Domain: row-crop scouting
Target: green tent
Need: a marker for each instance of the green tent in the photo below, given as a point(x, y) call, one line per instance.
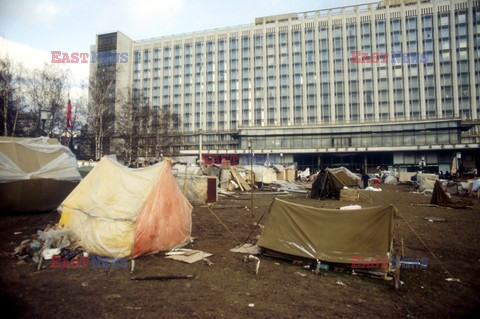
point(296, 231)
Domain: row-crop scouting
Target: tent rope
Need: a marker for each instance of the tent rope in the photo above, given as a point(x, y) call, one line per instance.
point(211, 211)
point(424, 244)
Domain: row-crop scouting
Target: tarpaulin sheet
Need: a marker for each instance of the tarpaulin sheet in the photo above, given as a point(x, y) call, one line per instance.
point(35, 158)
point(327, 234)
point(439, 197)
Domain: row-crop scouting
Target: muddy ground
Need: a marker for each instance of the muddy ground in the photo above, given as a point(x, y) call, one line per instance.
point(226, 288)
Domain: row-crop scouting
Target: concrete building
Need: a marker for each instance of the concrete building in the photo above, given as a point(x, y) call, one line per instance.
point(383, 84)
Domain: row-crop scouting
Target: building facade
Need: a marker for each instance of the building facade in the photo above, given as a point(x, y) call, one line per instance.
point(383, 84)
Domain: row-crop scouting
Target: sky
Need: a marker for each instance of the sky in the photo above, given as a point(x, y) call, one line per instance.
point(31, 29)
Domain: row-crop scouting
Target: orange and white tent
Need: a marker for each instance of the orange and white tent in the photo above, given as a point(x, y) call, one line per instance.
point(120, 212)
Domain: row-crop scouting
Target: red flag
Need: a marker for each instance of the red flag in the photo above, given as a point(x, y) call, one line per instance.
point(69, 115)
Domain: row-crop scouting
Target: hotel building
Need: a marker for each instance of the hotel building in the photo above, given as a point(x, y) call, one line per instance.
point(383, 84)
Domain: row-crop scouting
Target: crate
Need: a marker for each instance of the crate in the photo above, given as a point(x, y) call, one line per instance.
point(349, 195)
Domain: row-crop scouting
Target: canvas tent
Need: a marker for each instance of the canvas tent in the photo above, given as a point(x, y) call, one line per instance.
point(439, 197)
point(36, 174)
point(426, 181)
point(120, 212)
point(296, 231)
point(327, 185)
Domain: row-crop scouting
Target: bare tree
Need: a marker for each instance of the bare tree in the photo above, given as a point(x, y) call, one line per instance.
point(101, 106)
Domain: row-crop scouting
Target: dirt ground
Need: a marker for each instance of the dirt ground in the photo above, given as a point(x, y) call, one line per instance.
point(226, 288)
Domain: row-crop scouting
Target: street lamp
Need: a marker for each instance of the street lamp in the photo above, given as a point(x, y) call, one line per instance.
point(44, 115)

---

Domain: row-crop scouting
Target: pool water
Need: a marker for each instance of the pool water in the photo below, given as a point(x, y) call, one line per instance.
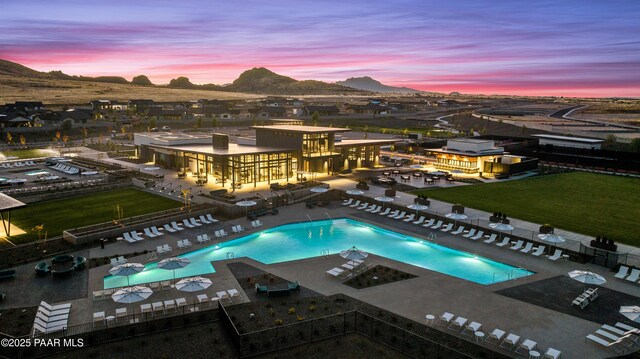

To do:
For the word "pool", find all matching lines in the entries above and copy them out.

Answer:
Target: pool water
Need: a marker for each instance of the pool water in the photo below, given as a point(x, y) call, one line per instance.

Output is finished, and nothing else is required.